## WORK TASK
All of the data below is to be copied exactly.

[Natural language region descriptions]
==============================
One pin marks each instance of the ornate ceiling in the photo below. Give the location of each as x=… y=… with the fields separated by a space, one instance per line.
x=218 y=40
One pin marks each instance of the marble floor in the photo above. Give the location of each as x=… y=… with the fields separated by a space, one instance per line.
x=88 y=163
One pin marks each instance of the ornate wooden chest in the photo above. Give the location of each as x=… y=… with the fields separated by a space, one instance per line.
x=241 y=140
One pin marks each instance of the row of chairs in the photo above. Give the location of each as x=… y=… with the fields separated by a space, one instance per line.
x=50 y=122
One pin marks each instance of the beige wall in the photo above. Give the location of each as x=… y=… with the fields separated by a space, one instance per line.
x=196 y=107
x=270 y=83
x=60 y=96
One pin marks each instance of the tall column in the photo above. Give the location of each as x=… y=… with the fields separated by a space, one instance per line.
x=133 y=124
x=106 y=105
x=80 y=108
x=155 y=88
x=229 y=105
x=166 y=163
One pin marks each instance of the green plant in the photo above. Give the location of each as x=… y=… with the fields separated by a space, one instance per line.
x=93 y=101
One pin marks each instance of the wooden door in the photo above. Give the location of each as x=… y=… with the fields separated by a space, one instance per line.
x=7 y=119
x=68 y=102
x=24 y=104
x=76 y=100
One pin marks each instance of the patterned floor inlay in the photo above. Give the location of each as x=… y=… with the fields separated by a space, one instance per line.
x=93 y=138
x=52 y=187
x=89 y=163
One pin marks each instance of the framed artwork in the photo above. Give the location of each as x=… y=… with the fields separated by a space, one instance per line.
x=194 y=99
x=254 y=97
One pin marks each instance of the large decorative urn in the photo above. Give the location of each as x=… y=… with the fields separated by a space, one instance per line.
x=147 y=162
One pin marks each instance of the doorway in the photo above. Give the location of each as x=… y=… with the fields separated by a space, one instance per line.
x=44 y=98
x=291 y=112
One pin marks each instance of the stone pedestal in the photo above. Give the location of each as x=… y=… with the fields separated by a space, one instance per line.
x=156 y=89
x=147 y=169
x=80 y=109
==============================
## YOUR RESPONSE
One pin marks each instance of the ornate ceiling in the photo below. Give the location of each as x=… y=… with the fields separated by a space, one instance per line.
x=218 y=40
One pin marks each instance of the marble floor in the photo above. Give the location of each as x=… y=… with the fields separated by a space, one instance per line.
x=88 y=163
One pin marks each instance of the ornate wooden chest in the photo above. Give the location of each as x=… y=… with the fields separated by a space, one instance per line.
x=241 y=140
One pin marks each instance of the row of chairs in the photo above. Give the location of each as x=… y=… with the fields separated by a space, one instance per line.
x=50 y=122
One pin marks each instance of the beige wall in the photo above. Give the location of each as x=… y=… with the fields separated by a space, one instance per line.
x=196 y=107
x=270 y=83
x=60 y=96
One pin marks each instance of the tall column in the photo above. Give the location of each as x=… y=… with the fields separated by a space, one instance per line.
x=133 y=124
x=106 y=105
x=80 y=108
x=155 y=88
x=229 y=105
x=166 y=163
One pin marks each instance of the green plant in the photo above. Give the location of each as x=… y=… with the fields separated by a space, one instance per line.
x=93 y=101
One pin marks each instance of the wooden door in the photo above. Give the location of each as x=… y=… with the fields separated by a space, one instance per line.
x=7 y=119
x=68 y=102
x=24 y=104
x=76 y=100
One pin marks each instance of the patterned floor inlay in the photo above. Give the location of each as x=… y=… with the fields separated by a space, one instance per line.
x=93 y=138
x=52 y=187
x=89 y=163
One pin marks each instance of the framed artwork in the photo above. Give the location of each as x=… y=… with the fields separated by a space, one instance per line.
x=194 y=99
x=254 y=97
One pin marks each instance of the large decorative urn in the photo above. Give the location of each as x=… y=… with the fields separated by a space, one instance per line.
x=147 y=162
One pin marks each instance of the doorway in the photo above. Give the location of each as x=… y=… with the fields separated by a space, one instance per line.
x=44 y=98
x=291 y=112
One pin marks each instance of the stone pedestal in the photo above. Give the location of each as x=… y=… with the fields separated by a space, one instance per line.
x=156 y=89
x=147 y=169
x=80 y=109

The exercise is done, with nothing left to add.